#### Short problem
Copy out the listing from the line containing "stake in the photo above." through its end, shifting every coordinate in the answers up by 88 and keeping all other lines unchanged.
========
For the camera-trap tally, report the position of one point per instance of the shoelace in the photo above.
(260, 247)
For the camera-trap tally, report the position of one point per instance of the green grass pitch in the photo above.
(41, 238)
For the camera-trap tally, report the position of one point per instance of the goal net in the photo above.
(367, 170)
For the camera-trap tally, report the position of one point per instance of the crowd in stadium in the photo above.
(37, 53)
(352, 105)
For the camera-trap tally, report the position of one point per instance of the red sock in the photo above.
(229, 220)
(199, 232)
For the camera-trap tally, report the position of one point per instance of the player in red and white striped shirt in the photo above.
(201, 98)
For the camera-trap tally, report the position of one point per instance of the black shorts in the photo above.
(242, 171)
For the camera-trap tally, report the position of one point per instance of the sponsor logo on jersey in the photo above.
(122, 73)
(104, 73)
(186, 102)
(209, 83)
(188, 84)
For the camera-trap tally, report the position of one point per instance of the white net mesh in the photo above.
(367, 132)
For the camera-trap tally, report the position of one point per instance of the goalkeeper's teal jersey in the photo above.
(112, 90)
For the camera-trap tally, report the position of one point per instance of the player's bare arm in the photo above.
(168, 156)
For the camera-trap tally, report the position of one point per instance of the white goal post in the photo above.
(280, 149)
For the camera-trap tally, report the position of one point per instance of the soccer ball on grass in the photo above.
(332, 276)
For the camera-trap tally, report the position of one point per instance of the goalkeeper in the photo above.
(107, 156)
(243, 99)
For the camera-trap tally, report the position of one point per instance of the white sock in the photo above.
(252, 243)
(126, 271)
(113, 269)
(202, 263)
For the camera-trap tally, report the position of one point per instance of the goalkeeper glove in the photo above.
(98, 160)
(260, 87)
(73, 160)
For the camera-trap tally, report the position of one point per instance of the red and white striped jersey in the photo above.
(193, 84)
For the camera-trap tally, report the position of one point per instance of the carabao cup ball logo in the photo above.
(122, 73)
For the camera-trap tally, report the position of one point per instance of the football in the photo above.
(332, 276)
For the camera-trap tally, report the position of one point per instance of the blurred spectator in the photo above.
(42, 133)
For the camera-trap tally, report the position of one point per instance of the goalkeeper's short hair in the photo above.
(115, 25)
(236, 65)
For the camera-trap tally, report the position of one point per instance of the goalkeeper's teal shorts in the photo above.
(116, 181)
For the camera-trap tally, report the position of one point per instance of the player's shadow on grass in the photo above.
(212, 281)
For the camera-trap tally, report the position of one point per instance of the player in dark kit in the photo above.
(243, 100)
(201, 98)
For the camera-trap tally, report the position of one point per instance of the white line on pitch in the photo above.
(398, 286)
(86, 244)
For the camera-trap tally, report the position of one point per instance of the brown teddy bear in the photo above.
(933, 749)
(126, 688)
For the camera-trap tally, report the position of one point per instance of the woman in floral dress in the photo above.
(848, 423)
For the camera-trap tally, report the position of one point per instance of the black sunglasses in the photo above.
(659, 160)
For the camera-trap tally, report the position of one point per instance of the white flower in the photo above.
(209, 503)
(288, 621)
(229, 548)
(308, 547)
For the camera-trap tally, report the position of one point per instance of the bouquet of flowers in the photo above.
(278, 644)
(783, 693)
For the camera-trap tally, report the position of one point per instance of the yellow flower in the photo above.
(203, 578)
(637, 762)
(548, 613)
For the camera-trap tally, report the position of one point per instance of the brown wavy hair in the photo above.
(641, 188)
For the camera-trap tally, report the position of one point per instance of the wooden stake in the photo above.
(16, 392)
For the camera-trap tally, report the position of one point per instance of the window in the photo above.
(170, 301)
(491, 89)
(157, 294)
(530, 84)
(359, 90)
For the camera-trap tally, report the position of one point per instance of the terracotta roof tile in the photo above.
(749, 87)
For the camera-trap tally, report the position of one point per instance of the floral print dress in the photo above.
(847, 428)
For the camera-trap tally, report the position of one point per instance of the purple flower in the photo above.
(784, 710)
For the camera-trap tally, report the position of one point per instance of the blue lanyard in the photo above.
========
#### Task answer
For the camera-trap tally, report the position of one point per instance of the wooden stake in the photo above.
(104, 480)
For the camera-trap tally, report the position of one point per instance of the window in the photo above.
(258, 389)
(579, 177)
(245, 382)
(618, 172)
(447, 178)
For the camera-trap tally, report the position of one point per instance of the terracotta roof tile in the photo above.
(837, 175)
For the camera-trap tally, report the position of one point per instance of the floral print dress in the photo above.
(935, 516)
For the camera-trap tally, report the position of one point per instance of the purple flower in the photo above.
(872, 798)
For the camera-trap tally, report the position of one point per instance of the blue lanyard in the photo above.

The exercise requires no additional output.